Update the items from the start through the line containing "365,257,453,372" by changing "blenny fish" to "goby fish", leaving everything else unchanged. Output only that span.

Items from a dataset
▼

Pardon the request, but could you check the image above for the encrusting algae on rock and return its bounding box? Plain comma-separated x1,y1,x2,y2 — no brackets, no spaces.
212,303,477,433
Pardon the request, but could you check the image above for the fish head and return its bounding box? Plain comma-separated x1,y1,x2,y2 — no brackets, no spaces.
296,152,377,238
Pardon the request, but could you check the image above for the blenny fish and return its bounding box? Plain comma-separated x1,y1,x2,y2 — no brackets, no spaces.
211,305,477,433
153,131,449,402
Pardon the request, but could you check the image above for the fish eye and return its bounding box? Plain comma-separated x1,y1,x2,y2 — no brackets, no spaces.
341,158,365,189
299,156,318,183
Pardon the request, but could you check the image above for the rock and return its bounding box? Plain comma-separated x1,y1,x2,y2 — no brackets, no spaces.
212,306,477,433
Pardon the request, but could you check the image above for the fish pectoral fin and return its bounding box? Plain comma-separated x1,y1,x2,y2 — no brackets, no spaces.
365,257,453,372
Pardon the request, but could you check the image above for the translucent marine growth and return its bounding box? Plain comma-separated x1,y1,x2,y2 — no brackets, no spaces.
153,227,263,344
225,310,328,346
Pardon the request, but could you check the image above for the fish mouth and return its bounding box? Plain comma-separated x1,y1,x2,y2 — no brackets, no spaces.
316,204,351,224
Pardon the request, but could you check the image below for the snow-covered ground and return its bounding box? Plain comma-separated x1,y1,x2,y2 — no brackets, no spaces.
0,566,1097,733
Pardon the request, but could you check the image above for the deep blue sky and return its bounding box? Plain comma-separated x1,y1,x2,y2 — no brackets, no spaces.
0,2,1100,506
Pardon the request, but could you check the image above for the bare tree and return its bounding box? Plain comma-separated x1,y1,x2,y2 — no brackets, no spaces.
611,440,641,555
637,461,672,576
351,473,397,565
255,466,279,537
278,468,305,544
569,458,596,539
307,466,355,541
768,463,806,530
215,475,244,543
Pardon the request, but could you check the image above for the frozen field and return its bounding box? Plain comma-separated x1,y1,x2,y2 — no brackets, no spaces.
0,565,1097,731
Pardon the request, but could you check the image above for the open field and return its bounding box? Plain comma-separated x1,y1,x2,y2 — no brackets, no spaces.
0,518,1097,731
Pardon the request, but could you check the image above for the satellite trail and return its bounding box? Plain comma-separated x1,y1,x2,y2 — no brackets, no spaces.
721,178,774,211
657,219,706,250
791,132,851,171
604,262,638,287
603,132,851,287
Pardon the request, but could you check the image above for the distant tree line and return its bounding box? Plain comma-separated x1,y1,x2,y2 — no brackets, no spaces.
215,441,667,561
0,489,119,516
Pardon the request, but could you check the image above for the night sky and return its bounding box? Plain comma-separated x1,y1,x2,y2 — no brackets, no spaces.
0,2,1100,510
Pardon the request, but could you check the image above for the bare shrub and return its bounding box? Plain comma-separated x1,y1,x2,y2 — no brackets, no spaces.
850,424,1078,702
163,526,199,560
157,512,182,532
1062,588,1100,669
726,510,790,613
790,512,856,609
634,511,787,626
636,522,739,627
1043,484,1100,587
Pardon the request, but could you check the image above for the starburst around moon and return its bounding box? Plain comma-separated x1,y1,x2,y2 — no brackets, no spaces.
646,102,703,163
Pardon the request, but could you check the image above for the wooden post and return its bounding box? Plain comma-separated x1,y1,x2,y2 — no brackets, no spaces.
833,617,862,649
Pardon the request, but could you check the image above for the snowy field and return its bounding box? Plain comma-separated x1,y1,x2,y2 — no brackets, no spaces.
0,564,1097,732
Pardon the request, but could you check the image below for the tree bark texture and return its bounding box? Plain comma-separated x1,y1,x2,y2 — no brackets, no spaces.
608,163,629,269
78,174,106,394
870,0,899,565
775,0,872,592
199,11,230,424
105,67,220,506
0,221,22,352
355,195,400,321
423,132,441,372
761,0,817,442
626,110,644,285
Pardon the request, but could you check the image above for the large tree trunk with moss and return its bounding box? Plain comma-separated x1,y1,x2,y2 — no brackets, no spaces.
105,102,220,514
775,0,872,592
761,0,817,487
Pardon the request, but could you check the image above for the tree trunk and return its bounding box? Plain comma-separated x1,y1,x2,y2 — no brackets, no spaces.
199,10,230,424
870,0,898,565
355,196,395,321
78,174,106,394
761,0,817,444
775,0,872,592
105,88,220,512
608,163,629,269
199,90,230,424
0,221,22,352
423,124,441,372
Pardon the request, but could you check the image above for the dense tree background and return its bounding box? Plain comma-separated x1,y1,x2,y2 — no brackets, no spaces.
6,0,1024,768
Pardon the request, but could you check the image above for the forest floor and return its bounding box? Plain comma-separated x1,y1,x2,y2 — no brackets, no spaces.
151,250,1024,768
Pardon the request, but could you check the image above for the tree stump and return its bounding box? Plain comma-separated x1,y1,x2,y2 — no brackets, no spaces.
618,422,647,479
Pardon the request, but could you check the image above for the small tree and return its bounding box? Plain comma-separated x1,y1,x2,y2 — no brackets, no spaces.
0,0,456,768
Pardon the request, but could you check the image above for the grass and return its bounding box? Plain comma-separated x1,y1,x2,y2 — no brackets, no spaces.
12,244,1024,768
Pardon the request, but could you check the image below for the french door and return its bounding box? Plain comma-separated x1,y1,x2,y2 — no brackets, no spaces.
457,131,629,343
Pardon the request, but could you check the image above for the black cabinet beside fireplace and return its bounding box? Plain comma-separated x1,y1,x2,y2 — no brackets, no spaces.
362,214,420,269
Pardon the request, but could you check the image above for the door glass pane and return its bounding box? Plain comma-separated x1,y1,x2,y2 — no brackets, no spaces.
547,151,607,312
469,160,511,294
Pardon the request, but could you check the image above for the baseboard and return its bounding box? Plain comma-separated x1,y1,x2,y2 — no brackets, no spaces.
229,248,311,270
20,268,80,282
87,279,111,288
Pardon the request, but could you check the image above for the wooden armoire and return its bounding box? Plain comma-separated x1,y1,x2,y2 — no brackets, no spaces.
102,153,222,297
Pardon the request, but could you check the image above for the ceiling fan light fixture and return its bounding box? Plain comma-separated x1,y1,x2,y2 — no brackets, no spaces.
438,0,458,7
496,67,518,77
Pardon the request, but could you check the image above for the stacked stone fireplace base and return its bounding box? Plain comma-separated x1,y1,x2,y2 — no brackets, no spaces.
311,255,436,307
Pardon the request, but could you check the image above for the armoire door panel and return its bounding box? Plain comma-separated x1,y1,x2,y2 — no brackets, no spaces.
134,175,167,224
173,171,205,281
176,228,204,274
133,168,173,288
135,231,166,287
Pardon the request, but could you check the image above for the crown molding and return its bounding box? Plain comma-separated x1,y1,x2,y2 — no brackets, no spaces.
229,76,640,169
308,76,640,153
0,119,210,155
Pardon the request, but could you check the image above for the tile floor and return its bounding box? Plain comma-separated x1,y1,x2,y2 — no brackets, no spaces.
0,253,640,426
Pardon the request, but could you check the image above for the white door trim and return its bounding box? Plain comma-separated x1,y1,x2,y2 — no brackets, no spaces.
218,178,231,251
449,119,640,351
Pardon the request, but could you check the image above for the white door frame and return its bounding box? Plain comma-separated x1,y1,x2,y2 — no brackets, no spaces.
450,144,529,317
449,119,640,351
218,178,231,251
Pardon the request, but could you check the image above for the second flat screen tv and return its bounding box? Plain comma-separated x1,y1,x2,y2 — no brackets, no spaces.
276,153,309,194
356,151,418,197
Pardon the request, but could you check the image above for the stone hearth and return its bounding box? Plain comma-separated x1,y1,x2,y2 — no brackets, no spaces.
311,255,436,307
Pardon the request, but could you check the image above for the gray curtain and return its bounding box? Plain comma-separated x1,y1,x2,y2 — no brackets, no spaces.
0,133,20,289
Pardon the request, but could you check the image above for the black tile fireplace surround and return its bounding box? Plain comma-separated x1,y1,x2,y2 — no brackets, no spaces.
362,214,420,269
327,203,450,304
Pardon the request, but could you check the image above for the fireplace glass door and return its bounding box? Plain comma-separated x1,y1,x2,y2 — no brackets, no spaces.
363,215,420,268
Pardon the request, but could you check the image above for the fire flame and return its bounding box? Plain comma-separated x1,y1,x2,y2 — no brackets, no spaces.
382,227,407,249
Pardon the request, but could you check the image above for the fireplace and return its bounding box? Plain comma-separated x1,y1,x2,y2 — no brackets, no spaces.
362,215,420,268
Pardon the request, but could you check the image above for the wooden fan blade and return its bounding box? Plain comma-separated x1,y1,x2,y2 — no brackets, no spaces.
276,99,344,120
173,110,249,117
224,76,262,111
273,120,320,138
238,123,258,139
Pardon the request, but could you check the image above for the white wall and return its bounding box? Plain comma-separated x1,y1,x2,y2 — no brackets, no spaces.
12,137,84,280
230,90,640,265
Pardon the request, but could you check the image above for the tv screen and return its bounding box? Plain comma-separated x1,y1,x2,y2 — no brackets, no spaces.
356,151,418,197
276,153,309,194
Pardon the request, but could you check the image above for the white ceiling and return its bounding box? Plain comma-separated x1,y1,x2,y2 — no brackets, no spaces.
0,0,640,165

▲

- Exercise answer:
Pardon the request, but could you check the image above for the encrusting algae on rock and return its bounding box? Plain comma-separated x1,y1,x2,y2 — no brackets, no spaces.
212,303,477,433
Pardon the request, but could you check the image above for the fish head and return its bounding box? Plain comma-separated x1,y1,x2,y2 — no brackets, no spaces.
296,152,377,238
Pardon the request, but could you check the image above for the goby fish and return its bounding box? Plain comma-separated x1,y1,x2,y2 — no brackets, no spaces.
211,305,477,433
153,131,449,402
Pardon the request, but could you check the image above for the fish eye and return its bounding box? Plain comma-separated x1,y1,x2,y2 — no brackets, no spaces.
341,158,365,189
299,156,318,183
Pardon the request, but could you check the image above for the rock and return its bounding box? Plain comma-separated x1,y1,x2,y2 — no brackets, no spaces.
212,306,477,433
Pardon the request, but could you check the image above for the fish pectoral fin and return its bounding box? Plain comma-separated x1,y1,x2,y2 — no brackets, no spaces.
365,257,453,372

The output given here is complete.